EXCERPTED TEXT

========================================================================

This article covers the legal issues of loans and mortgages and Medicaid eligibility.
What if a parent loans a child money and takes back a mortgage on the child’s property?
A bona fide loan is not the same thing as a gift.
The terms of the mortgage will determine whether it is treated as a resource or as income. If payment is deferred until a later date due to conditions built into the mortgage, it might be an unavailable assets which will be subject to an estate recovery Medicaid lien.
What if the mortgage is in pay status? The principal and interest received in the mortgage payments is countable income in the month received.
Forgiveness of the mortgage during the 5 year look-back period prior to a Medicaid application is a transfer that causes a penalty.
Transfer of the mortgage to the community spouse is an Excluded transfer.
What if the mortgage is held by the community spouse, or had been transferred to the community spouse by the Medicaid recipient?
What if the community spouse dies, and her Will forgives the mortgage? This may be a transfer since the mortgage is an asset included in the augmented estate which is subject to the nursing home spouse’s elective share claim, if there is one.
What if the mortgage is held by a Medicaid recipient whose Will forgives the mortgage?
The Medicaid lien has priority status over such a provision of the Will.

========================================================================

WHAT YOU WILL DO
1. Answer the following from the article on mortgages and Medicaid, giving one answer per line marked (a), (b), (c):
(a) When the mortgage is in pay status, how is the principal and interest received in the payments counted?
(b) What kind of transfer is the transfer of the mortgage to the community spouse?
(c) What has priority status over a provision in a Medicaid recipient's Will that forgives the mortgage?
2. Update the article on mortgages and Medicaid. Write out everything from "What if the mortgage is held by the" down to "whose Will forgives the mortgage?", replacing "community spouse" with "at-home spouse" at each occurrence.
3. From the article on mortgages and Medicaid, list every sentence that begins with the words "What if".

========================================================================

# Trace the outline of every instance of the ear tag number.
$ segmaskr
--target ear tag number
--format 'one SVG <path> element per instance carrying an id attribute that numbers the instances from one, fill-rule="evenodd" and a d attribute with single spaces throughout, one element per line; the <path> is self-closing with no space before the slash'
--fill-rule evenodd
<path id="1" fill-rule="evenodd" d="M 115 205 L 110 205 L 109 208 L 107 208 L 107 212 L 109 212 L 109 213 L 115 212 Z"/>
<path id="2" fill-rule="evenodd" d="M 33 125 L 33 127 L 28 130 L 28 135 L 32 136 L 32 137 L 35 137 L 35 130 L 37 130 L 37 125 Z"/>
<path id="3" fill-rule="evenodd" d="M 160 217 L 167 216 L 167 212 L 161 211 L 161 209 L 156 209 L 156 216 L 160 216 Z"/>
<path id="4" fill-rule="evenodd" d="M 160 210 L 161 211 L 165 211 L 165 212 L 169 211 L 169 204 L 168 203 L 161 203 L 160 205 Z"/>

========================================================================

ANSWERS TO THE EXERCISES
1.
(a) It is countable income in the month received.
(b) An excluded transfer.
(c) The Medicaid lien.

2.
What if the mortgage is held by the at-home spouse, or had been transferred to the at-home spouse by the Medicaid recipient?
What if the at-home spouse dies, and her Will forgives the mortgage? This may be a transfer since the mortgage is an asset included in the augmented estate which is subject to the nursing home spouse’s elective share claim, if there is one.
What if the mortgage is held by a Medicaid recipient whose Will forgives the mortgage?

3.
What if a parent loans a child money and takes back a mortgage on the child's property?
What if the mortgage is in pay status?
What if the mortgage is held by the community spouse, or had been transferred to the community spouse by the Medicaid recipient?
What if the community spouse dies, and her Will forgives the mortgage?
What if the mortgage is held by a Medicaid recipient whose Will forgives the mortgage?